(Collection entries)
* * * * * * * * *

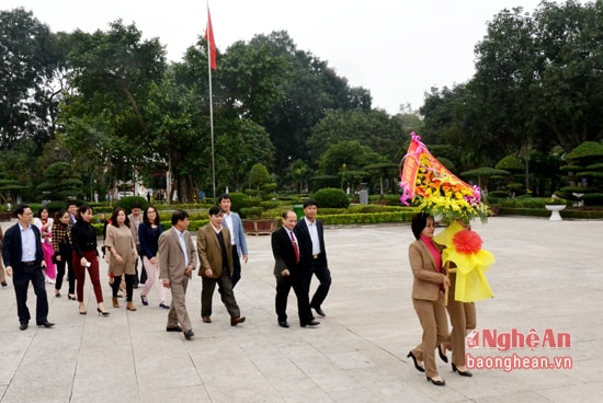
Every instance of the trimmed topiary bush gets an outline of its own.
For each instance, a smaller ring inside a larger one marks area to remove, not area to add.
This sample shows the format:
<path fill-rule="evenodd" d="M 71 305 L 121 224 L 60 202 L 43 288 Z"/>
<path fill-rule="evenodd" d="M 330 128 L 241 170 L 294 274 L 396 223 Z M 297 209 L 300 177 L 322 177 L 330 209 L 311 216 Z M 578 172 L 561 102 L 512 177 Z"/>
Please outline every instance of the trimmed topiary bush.
<path fill-rule="evenodd" d="M 113 204 L 113 209 L 115 209 L 115 207 L 123 207 L 129 214 L 132 211 L 132 206 L 134 206 L 134 204 L 136 204 L 136 203 L 138 203 L 141 206 L 143 210 L 145 208 L 147 208 L 147 206 L 149 204 L 147 202 L 147 199 L 141 197 L 141 196 L 126 196 L 126 197 L 122 197 L 121 199 L 116 200 Z"/>
<path fill-rule="evenodd" d="M 314 194 L 312 198 L 321 208 L 348 208 L 350 206 L 350 199 L 345 192 L 334 187 L 321 188 Z"/>

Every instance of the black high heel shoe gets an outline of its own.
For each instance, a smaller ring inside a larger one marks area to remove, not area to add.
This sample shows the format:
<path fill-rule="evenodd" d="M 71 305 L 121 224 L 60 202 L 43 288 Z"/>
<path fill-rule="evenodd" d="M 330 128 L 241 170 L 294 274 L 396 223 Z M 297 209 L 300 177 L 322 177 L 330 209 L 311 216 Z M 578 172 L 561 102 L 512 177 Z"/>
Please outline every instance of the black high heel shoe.
<path fill-rule="evenodd" d="M 414 368 L 417 368 L 417 370 L 419 372 L 424 372 L 425 369 L 423 367 L 421 367 L 419 365 L 419 362 L 417 362 L 417 357 L 414 357 L 414 354 L 412 354 L 412 352 L 408 352 L 408 356 L 406 356 L 407 358 L 412 358 L 412 360 L 414 361 Z"/>
<path fill-rule="evenodd" d="M 454 362 L 452 364 L 453 366 L 453 372 L 458 372 L 459 376 L 462 377 L 473 377 L 474 375 L 469 371 L 462 371 L 460 369 L 456 368 L 456 366 L 454 365 Z"/>
<path fill-rule="evenodd" d="M 446 355 L 444 354 L 444 352 L 442 352 L 442 345 L 439 344 L 437 345 L 437 355 L 440 356 L 440 359 L 442 359 L 444 362 L 448 362 L 448 357 L 446 357 Z"/>
<path fill-rule="evenodd" d="M 431 382 L 433 384 L 435 384 L 436 387 L 444 387 L 446 384 L 446 381 L 445 380 L 437 380 L 437 379 L 433 379 L 433 378 L 430 378 L 428 377 L 428 382 Z"/>

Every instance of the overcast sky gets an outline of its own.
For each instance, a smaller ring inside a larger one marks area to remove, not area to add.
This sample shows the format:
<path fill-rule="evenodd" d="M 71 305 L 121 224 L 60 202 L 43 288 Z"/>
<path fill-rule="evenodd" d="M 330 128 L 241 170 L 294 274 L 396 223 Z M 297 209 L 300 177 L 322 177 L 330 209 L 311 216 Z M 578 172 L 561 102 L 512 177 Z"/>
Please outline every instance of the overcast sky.
<path fill-rule="evenodd" d="M 432 87 L 471 78 L 474 47 L 488 21 L 503 9 L 532 13 L 539 0 L 213 0 L 214 35 L 224 51 L 236 41 L 287 31 L 300 50 L 327 61 L 352 87 L 373 95 L 389 114 L 423 104 Z M 106 31 L 122 19 L 145 38 L 158 37 L 168 58 L 180 61 L 205 32 L 206 0 L 1 0 L 23 7 L 53 32 Z M 219 68 L 219 66 L 218 66 Z"/>

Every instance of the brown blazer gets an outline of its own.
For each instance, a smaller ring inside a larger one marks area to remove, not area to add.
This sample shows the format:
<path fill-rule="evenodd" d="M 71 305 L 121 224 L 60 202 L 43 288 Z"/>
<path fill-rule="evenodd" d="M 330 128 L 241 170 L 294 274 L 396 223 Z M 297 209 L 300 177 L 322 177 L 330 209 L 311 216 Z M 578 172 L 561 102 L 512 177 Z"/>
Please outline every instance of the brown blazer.
<path fill-rule="evenodd" d="M 189 254 L 189 264 L 196 267 L 197 256 L 195 253 L 195 245 L 189 231 L 184 232 L 184 241 L 186 243 L 186 253 Z M 186 262 L 184 261 L 184 253 L 182 252 L 182 246 L 180 246 L 180 240 L 178 239 L 178 230 L 172 227 L 161 232 L 158 243 L 159 278 L 169 279 L 170 283 L 182 283 Z M 191 278 L 191 276 L 192 272 L 189 274 L 189 278 Z"/>
<path fill-rule="evenodd" d="M 440 251 L 443 247 L 436 245 Z M 414 241 L 408 247 L 408 260 L 414 280 L 412 281 L 412 298 L 428 301 L 443 300 L 440 295 L 440 285 L 444 283 L 445 275 L 437 273 L 435 261 L 425 243 L 421 240 Z"/>
<path fill-rule="evenodd" d="M 230 231 L 223 227 L 221 233 L 224 237 L 224 245 L 226 246 L 227 265 L 230 276 L 232 276 L 232 245 L 230 244 Z M 213 276 L 209 278 L 218 278 L 221 275 L 224 264 L 221 262 L 221 249 L 218 241 L 218 235 L 212 223 L 208 223 L 197 231 L 197 254 L 198 254 L 198 275 L 205 276 L 205 270 L 211 269 Z"/>

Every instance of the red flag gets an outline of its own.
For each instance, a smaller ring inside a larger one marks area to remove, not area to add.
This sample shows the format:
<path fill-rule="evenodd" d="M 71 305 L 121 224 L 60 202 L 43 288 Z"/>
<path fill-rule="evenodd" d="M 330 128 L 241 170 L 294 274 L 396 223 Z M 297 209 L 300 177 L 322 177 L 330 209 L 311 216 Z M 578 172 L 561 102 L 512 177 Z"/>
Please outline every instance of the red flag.
<path fill-rule="evenodd" d="M 212 27 L 212 15 L 209 15 L 209 9 L 207 9 L 207 28 L 205 30 L 205 39 L 207 41 L 207 54 L 209 56 L 209 64 L 213 70 L 218 69 L 218 64 L 216 62 L 216 57 L 218 51 L 216 49 L 216 42 L 214 41 L 214 28 Z"/>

* * * * * * * * *

▶ What is asked: Put the listing, starting at the line containing "Every instance of the red flag gets" and ending at the end of the listing, into a two-column CSV with the headers request and answer. Make one row per request, with its text and its answer each in a single quoted field and line breaks replaced by spaces.

▶ Reply to the exercise:
request,answer
"Every instance of the red flag gets an outline of its own. For each instance, a smaller ring inside a larger one marks area to remove, not area to add. This sample shows the format: <path fill-rule=""evenodd"" d=""M 71 305 L 121 224 L 60 202 L 43 288 Z""/> <path fill-rule=""evenodd"" d=""M 330 128 L 241 170 L 294 274 L 396 223 Z M 297 209 L 300 177 L 322 177 L 330 209 L 311 216 Z M 578 172 L 561 102 L 512 177 Z""/> Please outline every instance of the red flag.","<path fill-rule=""evenodd"" d=""M 212 27 L 212 15 L 209 15 L 209 9 L 207 9 L 207 28 L 205 30 L 205 39 L 207 41 L 207 54 L 209 56 L 209 64 L 213 70 L 218 69 L 218 64 L 216 62 L 216 57 L 218 51 L 216 49 L 216 42 L 214 41 L 214 28 Z""/>"